* [Document extract]
>>

Douglas A. Ruby
Financial Markets and Instruments
Money Market Equilibrium
Overview of Economics
|Savings, Investment, Interest Rates
and the Flow of Funds
A general approach to analyzing changes in the structure of interest rates is via the
Flow of Funds model. This model examines the
broad determinants of savings in a macroeconomy and treats the
real interest rate as the variable that
aligns a given level of savings with investment needs.
Savings represents the source of funds in the model and
domestic Investment Expenditure represents the use of those funds. It is important
to keep in mind that these funds being transferred from lender to borrower represent
scarce resources. These resources are made available via the saver foregoing current consumption allowing
these resources to be used for the creation, accumulation, and replacement of capital -- capital that will
allow labor to be more productive in the future.
The model begins with the Income Identity:
Y = C + I + G + NX
Y - C - G - NX = I(r)
where the left-hand-side of the equation represent the source of funds and the
right-hand-side, the use of funds. Additionally, we note that Investment decisions
are (negatively) related to the real rate of interest 'r'.
By subtracting and adding-in taxes 'T' which represents the transfer of
resources from the private sector to the public sector we have:
[Y - T - C] + [T - G] + [-NX] = I(r)
Each term in brackets now represents a separate type of savings defined as follows:
Note that NX represents the Current Account Balance
within the balance of payments. Thus, its negative, [-NX] represents the
Capital Account Balance (see the Balance of Payments
- SPrivate = [Y - T - C] ... Private savings,
- SPublic = [T - G] ... Public Savings and,
- Sforeign = [-NX] .. Foreign Savings
Adding these three terms together we have:
SNational = Spvt + Spub + Sforeign
This is shown by the vertical line in the diagram below. The real rate of interest will adjust
in competitive financial markets to bring National Savings into an equality with Domestic
Investment as shown by ro.

<<

* [The tasks]
a) Copy the passage on savings, investment and interest rates word for word, starting at "The model begins" up to and including "of interest 'r'.".
b) Answer these questions using the passage on savings, investment and interest rates:
(i) Which variable does the Flow of Funds model treat as aligning a given level of savings with investment needs?
(ii) In the model, what does Savings represent?
(iii) How are Investment decisions related to the real rate of interest?
c) Extend the passage on savings, investment and interest rates, picking up after its final sentence.

Records from a data collection:
>>

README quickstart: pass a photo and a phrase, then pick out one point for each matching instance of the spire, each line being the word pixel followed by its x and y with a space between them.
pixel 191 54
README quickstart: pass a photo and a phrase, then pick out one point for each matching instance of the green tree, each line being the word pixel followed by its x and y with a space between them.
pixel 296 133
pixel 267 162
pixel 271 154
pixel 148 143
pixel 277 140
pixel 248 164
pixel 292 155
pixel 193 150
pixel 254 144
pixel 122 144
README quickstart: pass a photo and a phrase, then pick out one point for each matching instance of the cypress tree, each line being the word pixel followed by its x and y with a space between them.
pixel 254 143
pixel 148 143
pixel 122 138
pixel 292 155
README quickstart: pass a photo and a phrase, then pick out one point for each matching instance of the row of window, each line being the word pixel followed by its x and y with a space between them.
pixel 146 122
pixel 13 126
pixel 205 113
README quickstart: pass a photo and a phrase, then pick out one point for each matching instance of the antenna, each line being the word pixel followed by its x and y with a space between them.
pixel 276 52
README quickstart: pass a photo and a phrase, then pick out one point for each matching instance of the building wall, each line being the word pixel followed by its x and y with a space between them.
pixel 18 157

<<

* [Results of the exercise]
a)
The model begins with the Income Identity:
Y = C + I + G + NX
Y - C - G - NX = I(r)
where the left-hand-side of the equation represent the source of funds and the
right-hand-side, the use of funds. Additionally, we note that Investment decisions
are (negatively) related to the real rate of interest 'r'.

b)
(i) The real interest rate.
(ii) The source of funds.
(iii) They are negatively related to it.

c)
Various shocks can affect the flow of funds and thus the rate of interest. For example, an increase
in investment expenditure perhaps due to an increase in the productivity of capital or due to growth in
the real economy will shift the Investment schedule to the right (click the After button).
Fiscal policy shocks can also affect the flow of funds and real interest rates. For example, suppose that
Government Expenditure G decreases. Holding taxes constant, this will lead to an increase in
Public Savings and National Savings. The savings
function will shift to the right creating an excess supply of funds thus causing
the real rate of interest to fall (click on the Government Exp. button).
Changes to the tax rate is a bit more complicated. Changes in taxes affect both consumption expenditure
and thus Private Savings as well as Public Savings directly. However, working through the
Marginal Propensity to Consume, an increase in the tax rate reduces Consumption
Expenditure / Private Savings by less than the increase in Public Savings (press the Tax Rate button).
A Numerical Example
Suppose that we have the following equations:
C = 0.80(Y - T) ... consumption expenditure, MPC = 0.80
Solving (given Y = 10,000), we find that:
T = 0.20(Y) ... Tax Revenue, tax rate = 20%
G = 2,000 ... Government Exp. (billions)
NX = -500 ... Current Acct. Balance (deficit)
I = 2,600 - 100(r) ... Investment Exp.
Y = 10,000 ... Real GDP (Output in billions) held constant.
T = 2,000
C = 0.80(10,000 - 2,000) = 6,400
Spvt = Y - T - C = 1,600,
Spub = T - G = 0 and,
Sforeign = [-NX] = 500
SNational = 1,600 + 0 + 500 = 2,100
setting SNational = I(r) we have:
2,100 = 2,600 - 100(r) and
* * *
r0 = 5% and Investment expenditure = 2,100.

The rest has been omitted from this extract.